→ **What to work on**
• A. Translate this sentence from the North Dakota review below into Spanish: "North Dakota should clarify how it plans to measure student growth in high school."
• B. The North Dakota review below describes a high school indicator that combines measures of a student's readiness for several things. List each thing that readiness is measured for.
• C. Answer these questions using the North Dakota review below:
(i) What external partner is North Dakota working with?
(ii) At what share of schools does the state propose to cap the number identified for targeted support?
(iii) What does North Dakota propose to include in its calculation of graduation rates?

→ **Source text**
····················
NORTH DAKOTA

Overview

Strengths

 

  • North Dakota’s plan puts forth a clear vision.

 

  • The state has outlined a simple, clear list of accountability indicators, and its plan places a strong weight on student achievement and growth. It proposes to include a simple measure of student achievement and a growth model that expects greater progress from lower-performing students.

 

  • In addition, North Dakota has built in a promising high school indicator that combines important measures of a student’s readiness for college, career, and the military.

 

  • Also, the state’s comprehensive approach to stakeholder engagement is noteworthy and offers guidance to states submitting plans in the next round.

 

  • North Dakota is working with an external partner, AdvancED, to develop the state’s Student Learning Index and to support student-engagement surveys as part of the school-quality indicator, the needs assessment of low-performing schools, and in the continuous-improvement framework for all schools.

 

Weaknesses

 

  • North Dakota’s plan is inconsistent with some of ESSA’s requirements. It proposes to include former students with disabilities in its students-with-disabilities subgroup, and its timeline to identify schools with low-performing subgroups appears to be a year too slow.

 

  • Moreover, North Dakota does not weight subgroup performance in its accountability system, and it proposes to cap the number of schools identified for targeted support at 10 percent of schools.

 

  • Many of the state’s planned interventions in low-performing schools lack specificity, and the state plans to distribute all of its funds intended for school-improvement efforts via formula.

 

  • North Dakota should clarify how it plans to measure student growth in high school. More information is needed, particularly given that the state plans to allow districts assessment flexibility in high school.

 

  • There is also concern that North Dakota’s proposal to include GEDs in its calculation of graduation rates will not meet the federal definition — and more important, that the GED does not fully align with the state’s goals for all students.
····················
→ **Material**
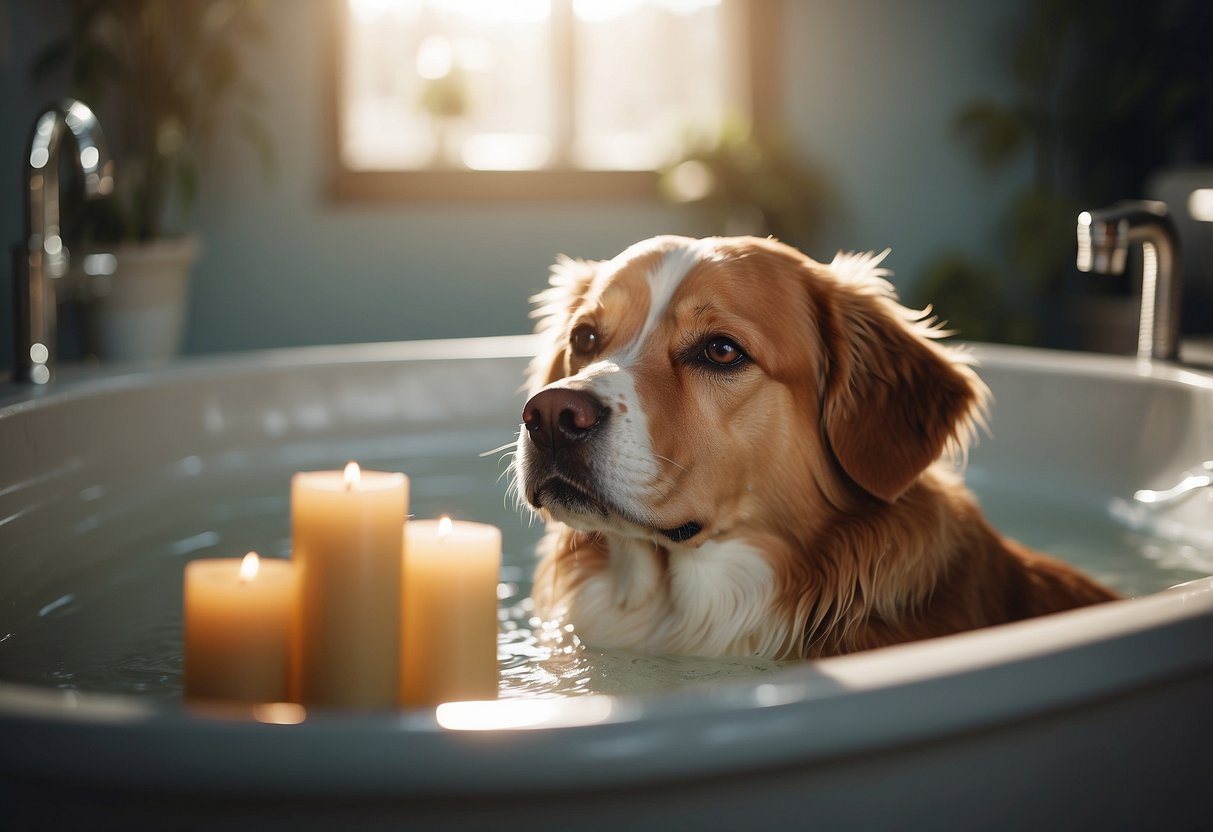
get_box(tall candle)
[400,518,501,706]
[291,462,409,708]
[184,552,295,702]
····················
→ **Solved tasks**
• A. Dakota del Norte debería aclarar cómo planea medir el crecimiento de los estudiantes en la escuela secundaria.

• B.
- College
- Career
- The military

• C.
(i) AdvancED
(ii) 10 percent
(iii) GEDs